┌──
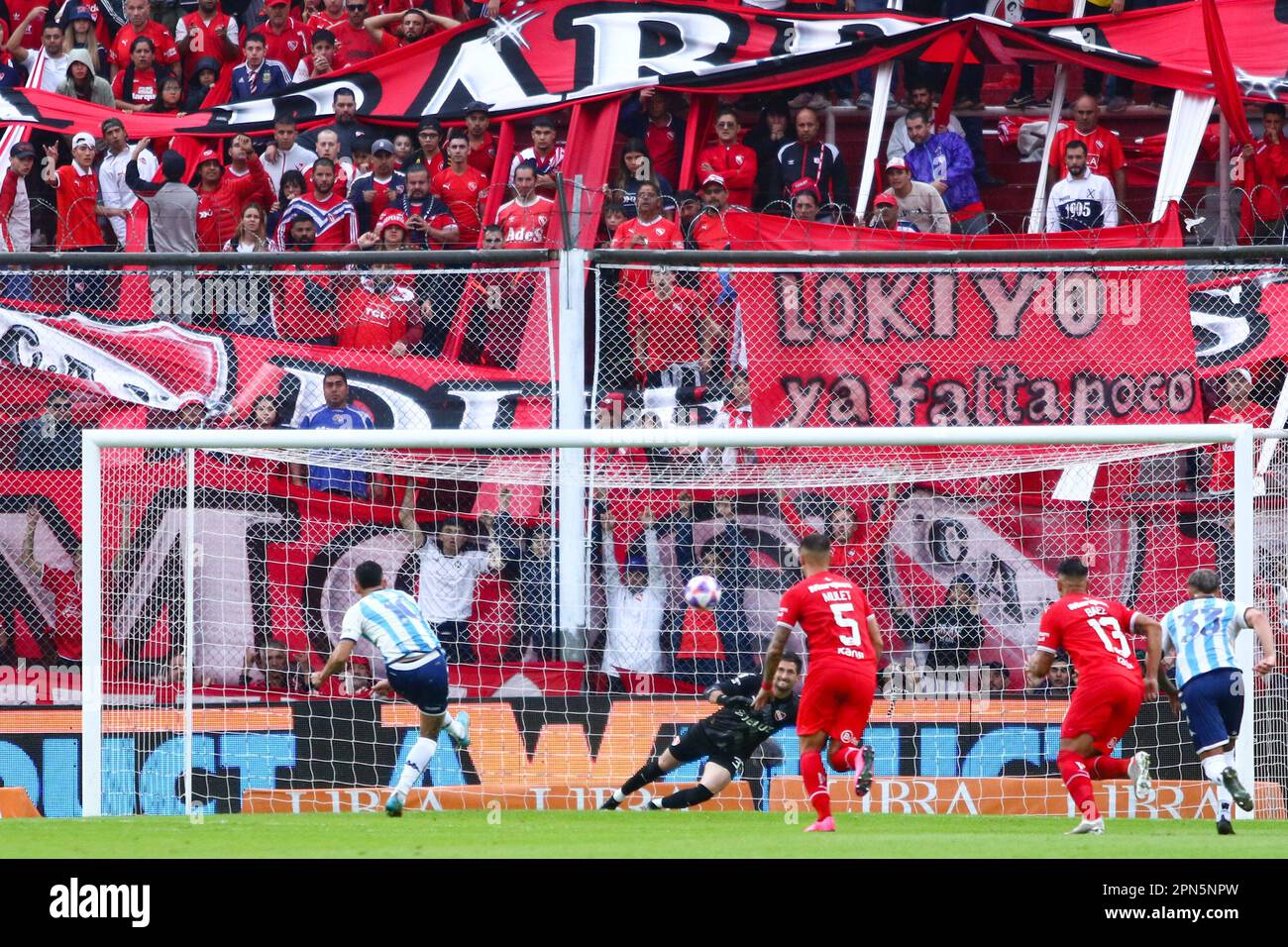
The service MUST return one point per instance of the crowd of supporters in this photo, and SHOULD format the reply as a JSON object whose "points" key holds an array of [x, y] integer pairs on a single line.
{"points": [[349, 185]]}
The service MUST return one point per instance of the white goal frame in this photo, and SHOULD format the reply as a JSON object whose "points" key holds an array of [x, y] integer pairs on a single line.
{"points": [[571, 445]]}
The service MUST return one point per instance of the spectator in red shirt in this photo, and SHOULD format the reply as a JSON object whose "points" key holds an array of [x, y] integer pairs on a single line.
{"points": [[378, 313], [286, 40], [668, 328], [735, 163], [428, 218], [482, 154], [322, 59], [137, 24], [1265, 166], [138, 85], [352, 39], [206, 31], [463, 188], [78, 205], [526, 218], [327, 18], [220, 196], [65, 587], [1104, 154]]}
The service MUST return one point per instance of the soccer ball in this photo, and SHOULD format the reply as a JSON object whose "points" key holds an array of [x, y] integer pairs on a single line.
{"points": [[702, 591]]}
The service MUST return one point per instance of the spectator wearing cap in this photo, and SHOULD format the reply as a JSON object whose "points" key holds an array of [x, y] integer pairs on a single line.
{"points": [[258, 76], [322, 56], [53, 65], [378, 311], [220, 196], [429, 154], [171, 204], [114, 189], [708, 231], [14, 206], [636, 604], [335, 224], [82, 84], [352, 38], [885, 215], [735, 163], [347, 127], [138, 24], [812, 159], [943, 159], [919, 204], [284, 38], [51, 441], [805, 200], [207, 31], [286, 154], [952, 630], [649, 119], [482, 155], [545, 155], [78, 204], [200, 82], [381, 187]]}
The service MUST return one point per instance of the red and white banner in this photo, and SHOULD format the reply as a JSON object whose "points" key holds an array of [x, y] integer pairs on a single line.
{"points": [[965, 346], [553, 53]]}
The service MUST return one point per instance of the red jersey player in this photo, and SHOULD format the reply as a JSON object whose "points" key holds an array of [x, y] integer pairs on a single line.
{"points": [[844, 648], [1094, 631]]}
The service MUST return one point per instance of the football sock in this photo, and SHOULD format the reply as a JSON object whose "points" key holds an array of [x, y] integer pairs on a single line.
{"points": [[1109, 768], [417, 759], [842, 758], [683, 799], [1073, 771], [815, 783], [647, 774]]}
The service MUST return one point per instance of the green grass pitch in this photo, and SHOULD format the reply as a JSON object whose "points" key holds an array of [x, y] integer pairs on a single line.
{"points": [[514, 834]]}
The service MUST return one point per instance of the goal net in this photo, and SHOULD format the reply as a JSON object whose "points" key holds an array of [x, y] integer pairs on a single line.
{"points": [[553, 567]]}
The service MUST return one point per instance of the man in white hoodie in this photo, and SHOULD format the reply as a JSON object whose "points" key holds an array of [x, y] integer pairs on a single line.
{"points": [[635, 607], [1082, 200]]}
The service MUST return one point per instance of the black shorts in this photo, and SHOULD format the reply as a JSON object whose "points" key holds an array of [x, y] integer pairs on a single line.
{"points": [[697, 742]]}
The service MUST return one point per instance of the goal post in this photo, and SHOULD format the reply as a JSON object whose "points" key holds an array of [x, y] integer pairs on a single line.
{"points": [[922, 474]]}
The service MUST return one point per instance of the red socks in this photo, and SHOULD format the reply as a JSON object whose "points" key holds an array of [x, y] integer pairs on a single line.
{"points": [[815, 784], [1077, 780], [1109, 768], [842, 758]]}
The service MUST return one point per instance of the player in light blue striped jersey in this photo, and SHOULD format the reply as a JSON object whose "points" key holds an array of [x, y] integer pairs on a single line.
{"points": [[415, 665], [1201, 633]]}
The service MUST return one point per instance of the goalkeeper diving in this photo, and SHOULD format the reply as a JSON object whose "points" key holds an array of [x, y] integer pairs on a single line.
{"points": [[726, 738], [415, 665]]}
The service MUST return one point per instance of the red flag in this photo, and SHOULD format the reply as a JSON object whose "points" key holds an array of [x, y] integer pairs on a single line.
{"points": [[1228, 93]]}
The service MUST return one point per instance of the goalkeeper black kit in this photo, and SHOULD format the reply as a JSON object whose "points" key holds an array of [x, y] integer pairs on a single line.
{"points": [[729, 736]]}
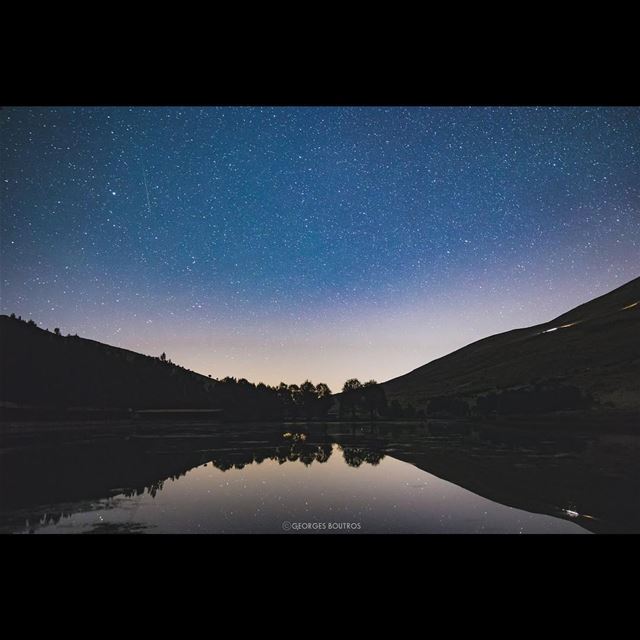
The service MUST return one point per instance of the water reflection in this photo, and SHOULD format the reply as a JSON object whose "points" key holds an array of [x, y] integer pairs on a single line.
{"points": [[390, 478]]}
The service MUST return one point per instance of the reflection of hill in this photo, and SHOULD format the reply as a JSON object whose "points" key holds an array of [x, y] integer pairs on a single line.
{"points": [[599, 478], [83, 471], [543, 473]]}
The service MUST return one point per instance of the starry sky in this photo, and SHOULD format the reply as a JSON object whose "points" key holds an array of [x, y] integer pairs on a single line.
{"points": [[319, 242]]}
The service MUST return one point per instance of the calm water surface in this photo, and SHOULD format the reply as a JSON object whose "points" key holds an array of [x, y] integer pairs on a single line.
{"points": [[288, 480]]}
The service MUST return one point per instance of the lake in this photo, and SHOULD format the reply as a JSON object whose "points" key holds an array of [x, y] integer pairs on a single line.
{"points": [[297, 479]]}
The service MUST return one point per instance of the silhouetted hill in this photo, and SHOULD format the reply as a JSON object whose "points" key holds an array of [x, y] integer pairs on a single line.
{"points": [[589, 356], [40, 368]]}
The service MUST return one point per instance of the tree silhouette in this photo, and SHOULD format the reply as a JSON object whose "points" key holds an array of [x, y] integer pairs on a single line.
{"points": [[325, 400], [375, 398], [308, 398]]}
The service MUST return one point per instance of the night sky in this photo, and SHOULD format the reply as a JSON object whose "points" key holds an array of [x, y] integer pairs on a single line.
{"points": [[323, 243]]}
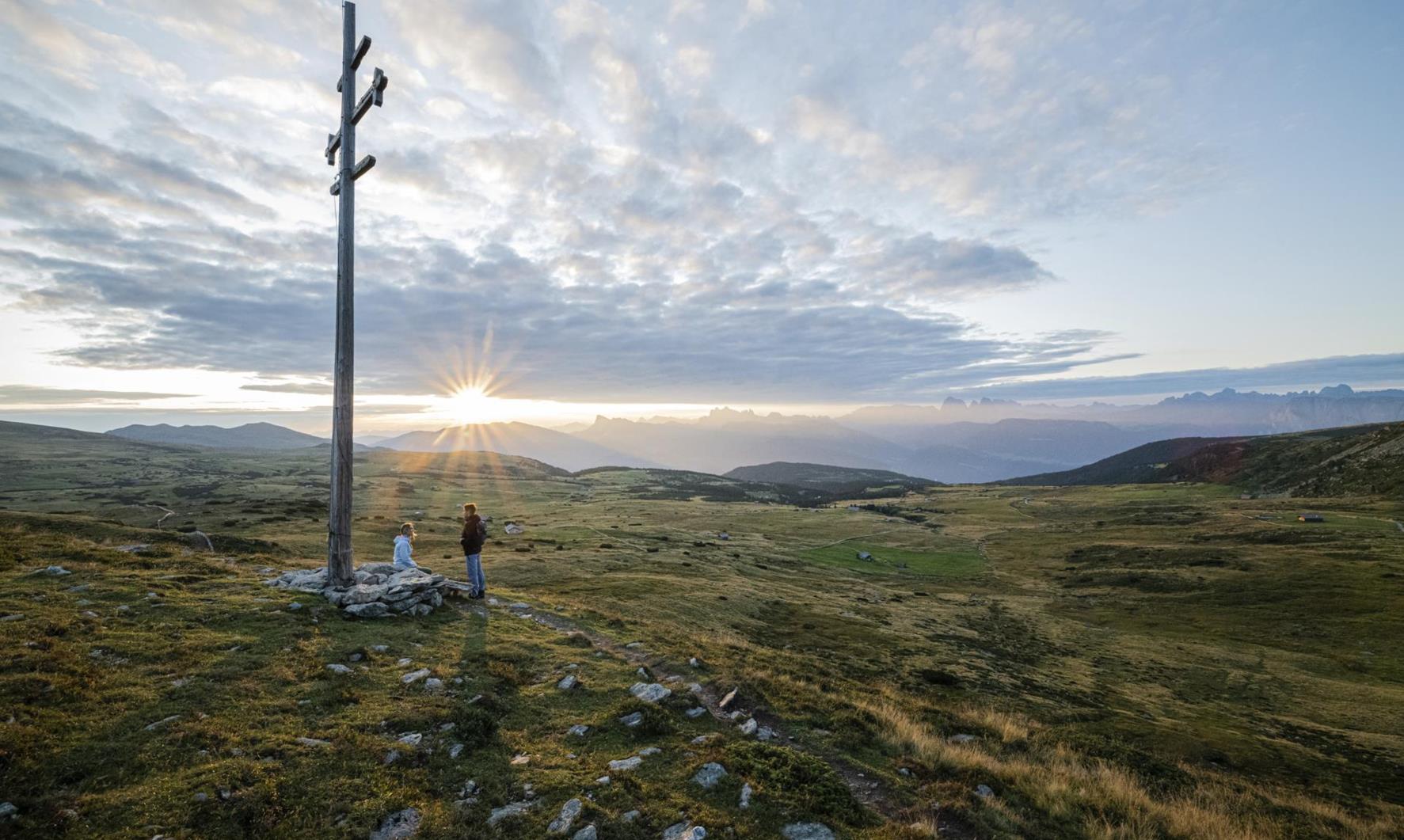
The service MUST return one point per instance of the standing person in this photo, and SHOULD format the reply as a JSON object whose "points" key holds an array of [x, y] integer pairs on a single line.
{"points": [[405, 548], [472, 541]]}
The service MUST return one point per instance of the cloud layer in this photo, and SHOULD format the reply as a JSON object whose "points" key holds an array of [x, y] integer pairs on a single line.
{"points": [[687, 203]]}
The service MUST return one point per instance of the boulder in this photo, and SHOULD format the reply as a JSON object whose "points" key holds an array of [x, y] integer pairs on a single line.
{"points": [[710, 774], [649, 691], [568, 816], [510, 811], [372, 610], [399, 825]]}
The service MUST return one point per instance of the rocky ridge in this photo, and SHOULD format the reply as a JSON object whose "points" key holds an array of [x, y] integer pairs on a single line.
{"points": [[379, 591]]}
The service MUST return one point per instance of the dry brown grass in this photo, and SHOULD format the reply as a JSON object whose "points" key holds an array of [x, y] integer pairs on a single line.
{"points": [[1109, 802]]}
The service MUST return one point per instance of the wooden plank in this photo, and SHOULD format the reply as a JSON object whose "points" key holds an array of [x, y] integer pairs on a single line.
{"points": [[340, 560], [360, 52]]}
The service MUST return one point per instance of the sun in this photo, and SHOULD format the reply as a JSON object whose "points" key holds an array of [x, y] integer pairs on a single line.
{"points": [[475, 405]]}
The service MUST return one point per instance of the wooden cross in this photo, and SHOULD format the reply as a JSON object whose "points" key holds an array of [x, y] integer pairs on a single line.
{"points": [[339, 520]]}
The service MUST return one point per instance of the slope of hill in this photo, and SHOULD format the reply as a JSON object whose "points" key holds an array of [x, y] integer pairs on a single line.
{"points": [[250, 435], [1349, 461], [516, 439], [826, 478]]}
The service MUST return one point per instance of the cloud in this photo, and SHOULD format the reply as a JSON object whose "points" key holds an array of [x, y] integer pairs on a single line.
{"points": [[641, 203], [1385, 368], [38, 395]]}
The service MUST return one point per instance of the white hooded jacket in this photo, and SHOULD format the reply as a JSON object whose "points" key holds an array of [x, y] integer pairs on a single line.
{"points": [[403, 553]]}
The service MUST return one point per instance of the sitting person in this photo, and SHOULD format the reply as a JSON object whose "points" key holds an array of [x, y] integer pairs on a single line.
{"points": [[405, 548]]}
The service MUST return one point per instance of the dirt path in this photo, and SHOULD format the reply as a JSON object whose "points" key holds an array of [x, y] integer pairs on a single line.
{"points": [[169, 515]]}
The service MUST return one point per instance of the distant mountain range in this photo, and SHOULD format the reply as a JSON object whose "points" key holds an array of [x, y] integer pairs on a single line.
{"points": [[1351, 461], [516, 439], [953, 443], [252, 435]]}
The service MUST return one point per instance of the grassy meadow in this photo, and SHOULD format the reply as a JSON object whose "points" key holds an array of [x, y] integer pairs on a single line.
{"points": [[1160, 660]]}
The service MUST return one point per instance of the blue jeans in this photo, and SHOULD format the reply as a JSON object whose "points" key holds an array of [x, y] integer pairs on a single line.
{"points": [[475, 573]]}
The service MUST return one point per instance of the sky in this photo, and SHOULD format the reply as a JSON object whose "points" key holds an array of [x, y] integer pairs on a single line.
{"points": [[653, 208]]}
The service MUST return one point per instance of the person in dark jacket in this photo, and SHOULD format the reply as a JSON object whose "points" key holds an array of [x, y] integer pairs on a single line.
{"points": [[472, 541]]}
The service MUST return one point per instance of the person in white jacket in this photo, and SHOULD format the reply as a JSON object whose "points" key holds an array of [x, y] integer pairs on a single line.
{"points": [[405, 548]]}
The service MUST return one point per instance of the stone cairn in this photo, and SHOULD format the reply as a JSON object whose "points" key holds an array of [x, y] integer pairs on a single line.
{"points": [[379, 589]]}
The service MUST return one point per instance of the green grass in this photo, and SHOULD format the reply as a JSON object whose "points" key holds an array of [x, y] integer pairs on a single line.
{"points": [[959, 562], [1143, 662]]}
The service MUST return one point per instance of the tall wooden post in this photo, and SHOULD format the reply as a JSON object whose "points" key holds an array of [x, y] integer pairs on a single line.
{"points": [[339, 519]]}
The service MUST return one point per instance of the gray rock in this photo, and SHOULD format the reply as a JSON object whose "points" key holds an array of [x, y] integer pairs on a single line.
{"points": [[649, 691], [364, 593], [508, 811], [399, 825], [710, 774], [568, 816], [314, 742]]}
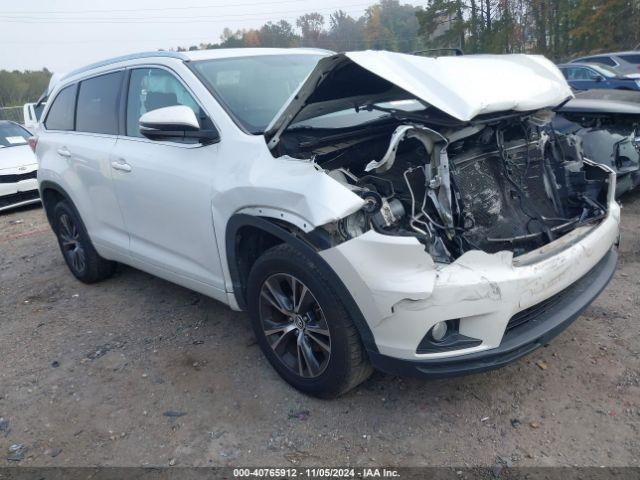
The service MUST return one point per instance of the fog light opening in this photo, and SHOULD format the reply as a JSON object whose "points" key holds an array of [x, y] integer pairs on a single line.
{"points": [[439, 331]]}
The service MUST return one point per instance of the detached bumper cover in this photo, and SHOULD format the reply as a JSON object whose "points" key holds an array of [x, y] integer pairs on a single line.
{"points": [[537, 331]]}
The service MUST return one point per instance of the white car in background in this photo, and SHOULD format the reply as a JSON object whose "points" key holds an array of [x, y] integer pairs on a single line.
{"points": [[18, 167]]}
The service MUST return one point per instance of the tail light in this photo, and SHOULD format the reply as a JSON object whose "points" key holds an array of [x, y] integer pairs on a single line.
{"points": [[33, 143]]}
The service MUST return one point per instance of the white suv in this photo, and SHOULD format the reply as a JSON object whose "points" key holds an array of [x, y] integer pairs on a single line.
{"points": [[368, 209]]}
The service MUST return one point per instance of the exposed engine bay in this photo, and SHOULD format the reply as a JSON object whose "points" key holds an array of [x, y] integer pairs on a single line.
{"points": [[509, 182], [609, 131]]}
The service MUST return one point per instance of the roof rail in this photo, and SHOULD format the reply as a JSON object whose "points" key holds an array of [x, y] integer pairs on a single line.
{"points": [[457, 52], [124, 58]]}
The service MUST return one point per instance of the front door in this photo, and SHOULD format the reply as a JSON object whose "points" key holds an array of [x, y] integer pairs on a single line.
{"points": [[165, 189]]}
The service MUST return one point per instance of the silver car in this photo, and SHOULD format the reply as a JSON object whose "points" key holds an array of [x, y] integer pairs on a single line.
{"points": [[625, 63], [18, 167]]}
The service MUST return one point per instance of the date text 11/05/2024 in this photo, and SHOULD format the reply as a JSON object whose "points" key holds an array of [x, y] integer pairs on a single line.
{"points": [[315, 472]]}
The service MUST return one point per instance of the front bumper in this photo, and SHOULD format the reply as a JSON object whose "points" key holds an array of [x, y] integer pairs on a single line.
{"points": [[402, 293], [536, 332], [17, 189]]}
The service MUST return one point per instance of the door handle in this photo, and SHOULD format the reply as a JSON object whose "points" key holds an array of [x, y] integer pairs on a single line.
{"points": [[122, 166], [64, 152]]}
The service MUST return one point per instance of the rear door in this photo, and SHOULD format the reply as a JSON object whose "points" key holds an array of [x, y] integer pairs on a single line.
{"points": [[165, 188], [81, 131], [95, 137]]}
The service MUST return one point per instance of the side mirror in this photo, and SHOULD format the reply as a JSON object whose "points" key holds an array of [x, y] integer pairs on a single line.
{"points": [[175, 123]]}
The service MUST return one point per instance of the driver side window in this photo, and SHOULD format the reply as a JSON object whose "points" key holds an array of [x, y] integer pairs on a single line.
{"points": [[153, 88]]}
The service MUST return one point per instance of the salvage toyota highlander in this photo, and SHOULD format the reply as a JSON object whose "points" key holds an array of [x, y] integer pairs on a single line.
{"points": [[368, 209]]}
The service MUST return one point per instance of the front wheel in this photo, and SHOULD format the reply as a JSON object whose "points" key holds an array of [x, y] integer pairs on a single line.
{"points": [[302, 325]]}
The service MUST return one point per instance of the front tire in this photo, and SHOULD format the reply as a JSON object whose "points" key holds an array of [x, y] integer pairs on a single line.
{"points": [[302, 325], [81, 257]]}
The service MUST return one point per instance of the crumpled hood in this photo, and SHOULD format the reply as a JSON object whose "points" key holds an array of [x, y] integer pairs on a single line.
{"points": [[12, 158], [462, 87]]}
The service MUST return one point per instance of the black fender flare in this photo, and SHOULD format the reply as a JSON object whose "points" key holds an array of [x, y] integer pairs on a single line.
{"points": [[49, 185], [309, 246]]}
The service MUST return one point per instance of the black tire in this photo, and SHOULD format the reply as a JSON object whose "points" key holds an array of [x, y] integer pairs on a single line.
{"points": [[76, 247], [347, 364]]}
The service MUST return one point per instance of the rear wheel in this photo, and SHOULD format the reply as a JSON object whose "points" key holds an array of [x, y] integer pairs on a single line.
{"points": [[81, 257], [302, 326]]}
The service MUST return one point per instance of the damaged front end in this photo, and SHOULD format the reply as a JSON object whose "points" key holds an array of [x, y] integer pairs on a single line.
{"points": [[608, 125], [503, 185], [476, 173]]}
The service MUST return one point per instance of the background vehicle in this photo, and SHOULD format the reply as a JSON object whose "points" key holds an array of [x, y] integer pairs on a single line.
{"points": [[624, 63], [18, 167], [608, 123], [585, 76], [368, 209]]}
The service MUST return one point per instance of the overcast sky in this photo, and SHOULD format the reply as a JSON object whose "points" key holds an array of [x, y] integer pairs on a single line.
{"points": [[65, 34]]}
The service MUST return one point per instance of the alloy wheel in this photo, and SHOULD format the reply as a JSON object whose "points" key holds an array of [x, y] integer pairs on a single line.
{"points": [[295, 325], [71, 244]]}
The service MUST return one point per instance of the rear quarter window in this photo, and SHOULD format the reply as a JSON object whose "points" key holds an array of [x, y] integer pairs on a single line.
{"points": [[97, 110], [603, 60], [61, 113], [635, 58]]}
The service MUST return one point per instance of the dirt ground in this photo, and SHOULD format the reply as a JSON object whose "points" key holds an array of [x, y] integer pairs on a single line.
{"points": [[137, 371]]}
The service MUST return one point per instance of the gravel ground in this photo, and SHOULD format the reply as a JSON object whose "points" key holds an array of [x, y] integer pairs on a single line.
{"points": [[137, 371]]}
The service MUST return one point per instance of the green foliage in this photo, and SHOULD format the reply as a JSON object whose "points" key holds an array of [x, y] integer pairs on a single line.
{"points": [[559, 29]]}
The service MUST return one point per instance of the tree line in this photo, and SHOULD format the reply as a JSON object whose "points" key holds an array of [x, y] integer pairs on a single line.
└──
Present the lines of the entries above as a Markdown table with the columns Row and Line, covering the line that holds "the dirt ground" through the end of the entries, inclusive. Number each line in Row, and skip any blank lines.

| Row | Line |
|---|---|
| 1 | The service MUST return one point per instance of the dirt ground in this photo, and SHOULD format the reply as a JSON object whose "points" key holds an array of [x, y] integer pairs on a single line. |
| 2 | {"points": [[137, 371]]} |
| 3 | The service MUST return one point per instance of the gravel ground in this photo, and SHOULD format the reply as a JSON object whose "points" key holds an array of [x, y] integer pairs on a single line. |
| 4 | {"points": [[137, 371]]} |
| 5 | The service MUST return one point per instance of the green foliage in this photo, and SHOULD format the reply as a JSON object whose "points" key holds an array of [x, y] integer pairs on a single line. |
| 6 | {"points": [[559, 29]]} |
| 7 | The service MUST return one point per instance of the tree line in this photo, and SHOULD format the reply as a JSON object whose "points" key holds an array of [x, y] integer pairs on a single line. |